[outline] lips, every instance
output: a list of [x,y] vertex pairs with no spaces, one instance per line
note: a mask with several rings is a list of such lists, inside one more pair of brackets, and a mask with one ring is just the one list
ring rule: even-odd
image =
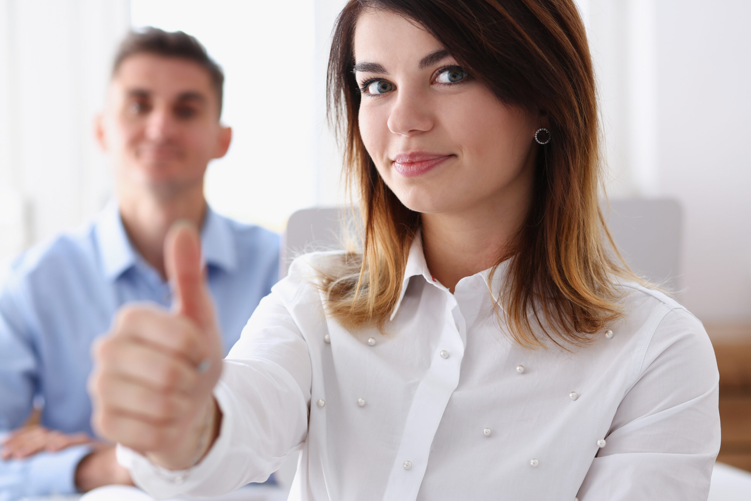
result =
[[405,177],[421,176],[453,158],[454,155],[439,155],[423,152],[400,153],[394,158],[394,168]]

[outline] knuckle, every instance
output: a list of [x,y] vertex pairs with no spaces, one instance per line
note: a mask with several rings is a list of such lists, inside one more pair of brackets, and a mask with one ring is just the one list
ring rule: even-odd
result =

===

Could you quote the material above word for word, from start to finish, leaving out the pictures?

[outline] lips, every instance
output: a list of [x,y] vertex pairs with no spaces, one instance per line
note: a mask with several rings is a list of such lists, inside one more pair of brackets, and a mask with one ring is just the one list
ring rule: even-odd
image =
result =
[[405,177],[421,176],[453,158],[454,155],[439,155],[423,152],[400,153],[394,158],[394,168]]

[outline] knuckle, every instance
output: a list of [x,y] vertex pairs with no spaces, one instance per line
note: a mask with several rings is a list of such lists, inside one more pair of brackets, and a mask with one ring is just the one list
ring rule: even-odd
result =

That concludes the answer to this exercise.